(What you need to do) Arrange the lines of the rows below, from the first line through the line containing "72), (262, 85)]", with both ends included, as a JSON list of strings with one string per line and blank lines left out.

(Outline annotation rows)
•••••

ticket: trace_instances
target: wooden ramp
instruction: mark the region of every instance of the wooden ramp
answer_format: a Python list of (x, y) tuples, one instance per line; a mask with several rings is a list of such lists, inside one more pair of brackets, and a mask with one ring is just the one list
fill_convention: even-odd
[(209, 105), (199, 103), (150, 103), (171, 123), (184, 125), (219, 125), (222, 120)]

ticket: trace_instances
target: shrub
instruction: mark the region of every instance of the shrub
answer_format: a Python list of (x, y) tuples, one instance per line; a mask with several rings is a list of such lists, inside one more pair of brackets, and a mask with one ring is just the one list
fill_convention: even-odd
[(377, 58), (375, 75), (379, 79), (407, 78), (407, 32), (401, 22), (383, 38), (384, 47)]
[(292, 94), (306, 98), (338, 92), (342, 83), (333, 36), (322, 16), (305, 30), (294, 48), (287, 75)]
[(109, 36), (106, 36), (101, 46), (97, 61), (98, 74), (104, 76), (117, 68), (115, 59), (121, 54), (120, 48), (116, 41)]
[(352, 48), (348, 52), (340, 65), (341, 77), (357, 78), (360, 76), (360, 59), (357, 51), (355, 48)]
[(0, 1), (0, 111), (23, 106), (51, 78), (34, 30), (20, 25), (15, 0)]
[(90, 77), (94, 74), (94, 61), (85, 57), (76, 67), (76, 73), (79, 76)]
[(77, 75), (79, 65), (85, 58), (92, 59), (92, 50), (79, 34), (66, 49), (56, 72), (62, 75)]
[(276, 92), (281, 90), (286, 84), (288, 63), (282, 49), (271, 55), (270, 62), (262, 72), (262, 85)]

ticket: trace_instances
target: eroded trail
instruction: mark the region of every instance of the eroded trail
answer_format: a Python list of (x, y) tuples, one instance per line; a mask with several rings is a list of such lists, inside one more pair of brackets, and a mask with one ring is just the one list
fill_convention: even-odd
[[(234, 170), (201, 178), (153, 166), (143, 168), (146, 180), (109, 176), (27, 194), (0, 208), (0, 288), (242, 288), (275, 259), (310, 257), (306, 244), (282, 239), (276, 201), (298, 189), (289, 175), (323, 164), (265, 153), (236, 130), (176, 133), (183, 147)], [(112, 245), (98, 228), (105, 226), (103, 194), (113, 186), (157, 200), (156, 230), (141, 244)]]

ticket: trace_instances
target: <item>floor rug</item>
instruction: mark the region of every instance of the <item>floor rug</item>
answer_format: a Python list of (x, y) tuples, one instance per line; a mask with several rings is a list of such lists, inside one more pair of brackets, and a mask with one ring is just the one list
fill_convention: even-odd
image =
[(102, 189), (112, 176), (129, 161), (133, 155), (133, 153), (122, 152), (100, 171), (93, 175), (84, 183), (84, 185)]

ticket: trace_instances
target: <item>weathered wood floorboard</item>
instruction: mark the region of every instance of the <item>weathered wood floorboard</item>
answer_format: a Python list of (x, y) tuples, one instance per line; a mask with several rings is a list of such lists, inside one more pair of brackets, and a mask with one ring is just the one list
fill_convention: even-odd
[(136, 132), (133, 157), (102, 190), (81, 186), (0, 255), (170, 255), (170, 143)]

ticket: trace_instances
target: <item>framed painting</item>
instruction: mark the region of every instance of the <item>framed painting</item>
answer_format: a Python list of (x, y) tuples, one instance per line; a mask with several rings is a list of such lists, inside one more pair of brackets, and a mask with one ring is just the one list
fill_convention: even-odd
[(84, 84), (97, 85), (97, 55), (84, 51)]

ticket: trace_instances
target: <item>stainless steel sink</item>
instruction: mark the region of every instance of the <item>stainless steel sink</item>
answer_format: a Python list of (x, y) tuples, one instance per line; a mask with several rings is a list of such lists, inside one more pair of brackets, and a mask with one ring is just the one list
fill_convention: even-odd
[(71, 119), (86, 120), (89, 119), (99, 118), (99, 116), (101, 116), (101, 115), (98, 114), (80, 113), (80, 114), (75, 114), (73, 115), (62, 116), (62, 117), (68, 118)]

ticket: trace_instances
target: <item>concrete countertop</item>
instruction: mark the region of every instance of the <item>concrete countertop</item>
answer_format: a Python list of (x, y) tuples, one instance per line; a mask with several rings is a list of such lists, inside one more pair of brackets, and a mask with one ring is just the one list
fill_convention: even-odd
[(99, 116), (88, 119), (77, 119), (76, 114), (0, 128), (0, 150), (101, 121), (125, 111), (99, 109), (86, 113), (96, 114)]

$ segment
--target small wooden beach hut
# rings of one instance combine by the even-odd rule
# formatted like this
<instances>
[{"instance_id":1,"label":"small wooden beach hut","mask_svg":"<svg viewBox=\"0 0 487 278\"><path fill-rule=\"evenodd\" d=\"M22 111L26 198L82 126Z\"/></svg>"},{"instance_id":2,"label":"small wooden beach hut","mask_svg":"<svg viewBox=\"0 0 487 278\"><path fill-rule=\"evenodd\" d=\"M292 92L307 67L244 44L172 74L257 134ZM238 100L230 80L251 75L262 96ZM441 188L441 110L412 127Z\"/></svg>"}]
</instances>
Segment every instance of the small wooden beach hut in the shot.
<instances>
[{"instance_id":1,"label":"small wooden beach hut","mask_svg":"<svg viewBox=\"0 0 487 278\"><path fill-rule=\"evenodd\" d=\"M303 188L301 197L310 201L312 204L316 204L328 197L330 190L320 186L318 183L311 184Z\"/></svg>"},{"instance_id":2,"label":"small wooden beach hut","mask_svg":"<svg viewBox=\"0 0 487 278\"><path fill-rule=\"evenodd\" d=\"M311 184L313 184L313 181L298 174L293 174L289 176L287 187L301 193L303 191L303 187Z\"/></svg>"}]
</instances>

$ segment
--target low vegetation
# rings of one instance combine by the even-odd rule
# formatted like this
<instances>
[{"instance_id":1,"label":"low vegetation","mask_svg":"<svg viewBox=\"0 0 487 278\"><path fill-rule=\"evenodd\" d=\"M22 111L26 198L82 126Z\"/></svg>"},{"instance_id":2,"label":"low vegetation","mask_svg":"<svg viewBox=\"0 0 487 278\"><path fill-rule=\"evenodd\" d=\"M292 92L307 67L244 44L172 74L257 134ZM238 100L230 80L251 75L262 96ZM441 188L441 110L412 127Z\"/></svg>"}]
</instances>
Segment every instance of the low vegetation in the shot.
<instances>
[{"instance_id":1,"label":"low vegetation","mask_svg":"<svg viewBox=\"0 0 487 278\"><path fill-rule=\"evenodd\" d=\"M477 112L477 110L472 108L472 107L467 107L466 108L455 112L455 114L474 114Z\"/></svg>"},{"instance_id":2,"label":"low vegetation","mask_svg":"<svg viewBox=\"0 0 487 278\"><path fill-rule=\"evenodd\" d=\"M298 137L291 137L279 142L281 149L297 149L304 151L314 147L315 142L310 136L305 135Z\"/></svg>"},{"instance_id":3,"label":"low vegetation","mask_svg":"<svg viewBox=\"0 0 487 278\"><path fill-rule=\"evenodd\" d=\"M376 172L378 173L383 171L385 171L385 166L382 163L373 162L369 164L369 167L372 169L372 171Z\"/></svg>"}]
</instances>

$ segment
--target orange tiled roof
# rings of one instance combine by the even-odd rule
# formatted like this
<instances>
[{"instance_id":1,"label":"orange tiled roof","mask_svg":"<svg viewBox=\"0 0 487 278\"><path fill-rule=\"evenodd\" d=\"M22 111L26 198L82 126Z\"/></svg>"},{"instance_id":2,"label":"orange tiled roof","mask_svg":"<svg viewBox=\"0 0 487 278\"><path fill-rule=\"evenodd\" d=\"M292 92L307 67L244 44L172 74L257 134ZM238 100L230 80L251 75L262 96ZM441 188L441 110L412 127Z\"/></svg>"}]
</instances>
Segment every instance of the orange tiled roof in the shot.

•••••

(Complete output)
[
  "ticket: trace_instances",
  "target: wooden ramp",
  "instruction: mark the region of every instance of the wooden ramp",
  "answer_format: a Python list of (x, y) tuples, one instance per line; a mask with several rings is a list of such lists, inside one more pair of brackets, and a mask with one ring is just the one list",
  "fill_convention: even-odd",
  "[(209, 105), (199, 103), (150, 103), (171, 123), (184, 125), (219, 125), (222, 120)]",
  "ticket: trace_instances",
  "target: shrub",
  "instruction: mark the region of every instance of the shrub",
  "answer_format: a Python list of (x, y) tuples, one instance per line; a mask with several rings is a list of such lists, inside one more pair of brackets, and a mask with one ring is just the one list",
  "fill_convention: even-odd",
  "[(377, 58), (375, 75), (379, 79), (407, 78), (407, 32), (401, 22), (383, 38), (384, 47)]",
  "[(292, 94), (306, 98), (338, 92), (342, 83), (333, 36), (322, 16), (305, 30), (294, 48), (287, 75)]",
  "[(109, 36), (106, 36), (101, 46), (97, 61), (98, 74), (104, 76), (117, 68), (115, 59), (121, 54), (120, 48), (116, 41)]",
  "[(352, 48), (348, 52), (340, 65), (341, 77), (357, 78), (360, 76), (360, 59), (357, 51), (355, 48)]",
  "[(0, 1), (0, 111), (23, 106), (51, 78), (34, 30), (20, 25), (15, 0)]",
  "[(90, 77), (94, 74), (94, 61), (85, 57), (76, 67), (76, 73), (79, 76)]",
  "[(77, 75), (79, 65), (85, 58), (92, 59), (92, 50), (79, 34), (66, 49), (56, 72), (62, 75)]",
  "[(276, 92), (281, 90), (286, 84), (288, 63), (282, 49), (271, 55), (270, 62), (262, 72), (262, 85)]"
]